_Task instructions_.
Write a continuation of the article on problems with averages, starting after its last sentence.

_Document_.
Problems with "averages"

According to the Oxford Dictionary, an average is “a number expressing the central or typical value in a set of data…” There are several ways to calculate an average, but most people, at least non-mathematicians, use the word average to mean the arithmetic mean; or the sum of the values divided by the count of the values. The mean represents where a fulcrum would have to be placed on a number-line in order to get it to balance if we stacked blocks on it; one for each data point.

Consider the example of five factory workers sitting at a table in the cafeteria eating lunch. They all have the same job so they all have similar paychecks. Maybe one takes home $2,000, two more take home $2,100, the fourth takes home $2,200, and the fifth has the most seniority and takes home $2,600. The arithmetic mean would be $2,200 [(2000+2100+2100+2200+2600)/5)

If we were to balance a number line on a fulcrum and place one block on 2000, two blocks on 2100, and one block each on 2200 and 2600; the number line would balance at 2,200.

This is a pretty good measure because all of the data is fairly close together. However, what would happen if the third guy won the lottery next week and his income jumped to $11,100. The arithmetic mean would jump to $4,000 [(2000+2100+11,100+2200+2600)/5] but because the third guy’s salary is so much higher than the others, it skews the average up. In this case a median, which is just the number in the middle when the data is sorted, would better represent the amount of money factory workers make.

_Data_.
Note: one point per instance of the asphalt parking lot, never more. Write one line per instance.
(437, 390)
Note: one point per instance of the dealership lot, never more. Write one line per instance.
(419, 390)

_Output below_.
Arithmetic means are sensitive to outlaying data. This tendency is often misused. For instance, in a country with a very large and growing differential between the average person and a rich person, the party in power may want to use the arithmetic mean of salaries to describe family income. They would do this because the super-high salary figures from the rich will tend to pull up the average, even though the “average” person’s income may have actually dropped over the last year.

In my opinion, there is no such thing as a bad statistic, there are only bad contexts. A statistic is just a number; it says what it says. But when we don’t have the context, for instance when we don’t know if there are outliers that are artificially adjusting the number, the message can be a lie, even if the math supports the number.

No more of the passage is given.